Local mother marches in Ottawa for life-saving meds for Spinal Muscular Atrophy patients
One local mother of a two-year-old child with Spinal Muscular Atrophy Type 1 marched on Parliament Hill this past week.
The message: make life-saving medications accessible for all patients who suffer from SMA, a neuro-muscular disease, affecting the spinal cord and all the involuntary muscles.
Nicole Lamont, whose daughter Lilah was given only one to two years to live, recalls how her daughter was on a steady decline. Lamont now advocates for others who suffer from SMA and who do not have access to Spinraza, a life-saving drug that has been approved by Health Canada for all types of SMA.
“(Lilah) could only wiggle her fingers, she had nothing and she was wasting away and starting to lose her facial features and her muscles. Eventually, her lungs fully collapsed and it started affecting her breathing. Now she is on the ventilator 24/7,” said Lamont. “We were in the hospital for 208 days, she had four pneumonias.”
Lilah, who recently celebrated her second birthday, is currently receiving special access to the first treatment available for SMA following the cancelation of a trial in August. The trial was stopped early because the patients were doing so well. She has had seven injections so far since October, with her eighth treatment coming up in April.
“Since Spinraza, she’s been in the hospital only three times for illnesses, neither pneumonia-based. She now has the ability to cough, is able to start rolling over, she’s holding her head up on her own for small periods of time and she can breathe on her own for 15 minutes,” said Lamont. “It’s just been amazing to watch her improve rather than decline.
“I don’t think she would be here, if she didn’t have Spinraza,” said Lamont.

## [Dataset records]

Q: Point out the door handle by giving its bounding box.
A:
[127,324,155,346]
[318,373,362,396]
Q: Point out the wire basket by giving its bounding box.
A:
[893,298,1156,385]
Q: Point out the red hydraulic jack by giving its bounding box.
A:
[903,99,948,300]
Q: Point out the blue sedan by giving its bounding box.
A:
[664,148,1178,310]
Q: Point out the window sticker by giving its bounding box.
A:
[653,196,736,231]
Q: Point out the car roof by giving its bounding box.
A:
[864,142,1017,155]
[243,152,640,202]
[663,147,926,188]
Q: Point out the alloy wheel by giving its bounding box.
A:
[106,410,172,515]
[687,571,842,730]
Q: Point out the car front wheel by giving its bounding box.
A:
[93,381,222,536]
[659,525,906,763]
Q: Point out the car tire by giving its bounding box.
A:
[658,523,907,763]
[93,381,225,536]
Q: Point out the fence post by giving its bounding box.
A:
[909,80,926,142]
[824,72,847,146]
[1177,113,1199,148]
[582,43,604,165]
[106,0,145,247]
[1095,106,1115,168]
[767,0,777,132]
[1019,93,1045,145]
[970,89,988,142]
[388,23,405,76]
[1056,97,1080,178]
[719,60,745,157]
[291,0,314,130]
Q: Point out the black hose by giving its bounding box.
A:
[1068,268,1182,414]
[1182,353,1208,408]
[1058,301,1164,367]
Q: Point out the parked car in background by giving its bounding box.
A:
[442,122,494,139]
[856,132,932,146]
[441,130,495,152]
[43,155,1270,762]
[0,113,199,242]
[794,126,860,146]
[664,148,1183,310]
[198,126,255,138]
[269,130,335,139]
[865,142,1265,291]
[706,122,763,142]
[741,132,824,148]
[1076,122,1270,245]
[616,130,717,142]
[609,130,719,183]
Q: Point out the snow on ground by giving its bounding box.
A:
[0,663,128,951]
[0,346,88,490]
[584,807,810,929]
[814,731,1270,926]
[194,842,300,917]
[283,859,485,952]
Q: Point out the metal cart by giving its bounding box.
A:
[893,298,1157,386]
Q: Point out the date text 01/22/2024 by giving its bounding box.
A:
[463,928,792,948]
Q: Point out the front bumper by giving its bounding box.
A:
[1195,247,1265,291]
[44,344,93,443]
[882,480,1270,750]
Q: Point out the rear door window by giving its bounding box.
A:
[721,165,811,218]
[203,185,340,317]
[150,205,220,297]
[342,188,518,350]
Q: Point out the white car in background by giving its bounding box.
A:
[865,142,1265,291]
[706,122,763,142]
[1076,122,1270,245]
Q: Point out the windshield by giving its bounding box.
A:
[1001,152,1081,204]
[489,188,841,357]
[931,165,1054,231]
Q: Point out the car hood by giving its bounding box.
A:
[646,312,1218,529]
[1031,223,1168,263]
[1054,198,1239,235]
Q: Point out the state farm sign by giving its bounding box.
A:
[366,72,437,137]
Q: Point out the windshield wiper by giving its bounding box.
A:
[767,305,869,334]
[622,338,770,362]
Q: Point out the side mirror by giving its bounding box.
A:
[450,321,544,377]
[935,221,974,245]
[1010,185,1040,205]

* * *

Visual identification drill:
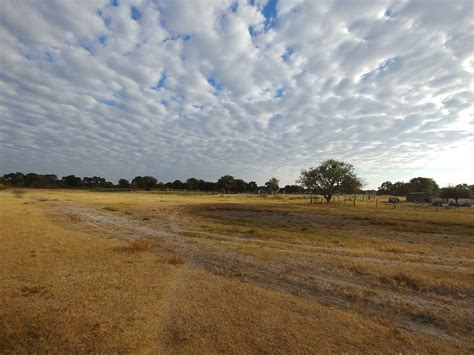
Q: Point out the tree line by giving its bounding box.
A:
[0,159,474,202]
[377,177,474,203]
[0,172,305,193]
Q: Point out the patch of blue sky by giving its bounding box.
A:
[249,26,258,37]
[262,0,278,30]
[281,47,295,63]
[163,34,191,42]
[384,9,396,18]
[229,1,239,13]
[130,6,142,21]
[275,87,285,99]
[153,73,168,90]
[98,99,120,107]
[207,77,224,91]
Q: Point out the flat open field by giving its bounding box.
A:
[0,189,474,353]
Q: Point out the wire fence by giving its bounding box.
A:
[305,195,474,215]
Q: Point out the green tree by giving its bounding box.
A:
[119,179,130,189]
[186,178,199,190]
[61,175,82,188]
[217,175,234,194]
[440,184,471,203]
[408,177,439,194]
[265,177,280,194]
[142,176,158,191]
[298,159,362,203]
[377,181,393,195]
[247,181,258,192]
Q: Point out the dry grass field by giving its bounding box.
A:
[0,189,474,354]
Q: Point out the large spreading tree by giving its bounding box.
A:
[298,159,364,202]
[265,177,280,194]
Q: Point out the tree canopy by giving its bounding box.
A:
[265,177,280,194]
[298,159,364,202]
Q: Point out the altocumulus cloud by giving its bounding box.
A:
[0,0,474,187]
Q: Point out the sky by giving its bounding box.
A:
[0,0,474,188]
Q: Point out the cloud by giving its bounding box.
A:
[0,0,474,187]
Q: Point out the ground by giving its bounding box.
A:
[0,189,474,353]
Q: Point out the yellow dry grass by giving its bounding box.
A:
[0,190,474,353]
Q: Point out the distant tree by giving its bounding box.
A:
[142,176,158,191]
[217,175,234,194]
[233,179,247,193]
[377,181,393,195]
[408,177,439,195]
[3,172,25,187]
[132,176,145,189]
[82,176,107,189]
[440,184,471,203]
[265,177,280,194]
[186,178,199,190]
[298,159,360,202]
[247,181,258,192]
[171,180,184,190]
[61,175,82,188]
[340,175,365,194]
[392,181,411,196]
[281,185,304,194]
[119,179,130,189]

---

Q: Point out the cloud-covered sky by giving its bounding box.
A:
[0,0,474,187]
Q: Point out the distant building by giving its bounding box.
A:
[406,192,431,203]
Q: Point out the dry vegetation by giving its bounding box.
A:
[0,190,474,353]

## [Exercise details]
Echo back the whole article about a local mother marching in Ottawa for Spinal Muscular Atrophy medications.

## [Exercise solution]
Local mother marches in Ottawa for life-saving meds for Spinal Muscular Atrophy patients
One local mother of a two-year-old child with Spinal Muscular Atrophy Type 1 marched on Parliament Hill this past week.
The message: make life-saving medications accessible for all patients who suffer from SMA, a neuro-muscular disease, affecting the spinal cord and all the involuntary muscles.
Nicole Lamont, whose daughter Lilah was given only one to two years to live, recalls how her daughter was on a steady decline. Lamont now advocates for others who suffer from SMA and who do not have access to Spinraza, a life-saving drug that has been approved by Health Canada for all types of SMA.
“(Lilah) could only wiggle her fingers, she had nothing and she was wasting away and starting to lose her facial features and her muscles. Eventually, her lungs fully collapsed and it started affecting her breathing. Now she is on the ventilator 24/7,” said Lamont. “We were in the hospital for 208 days, she had four pneumonias.”
Lilah, who recently celebrated her second birthday, is currently receiving special access to the first treatment available for SMA following the cancelation of a trial in August. The trial was stopped early because the patients were doing so well. She has had seven injections so far since October, with her eighth treatment coming up in April.
“Since Spinraza, she’s been in the hospital only three times for illnesses, neither pneumonia-based. She now has the ability to cough, is able to start rolling over, she’s holding her head up on her own for small periods of time and she can breathe on her own for 15 minutes,” said Lamont. “It’s just been amazing to watch her improve rather than decline.
“I don’t think she would be here, if she didn’t have Spinraza,” said Lamont.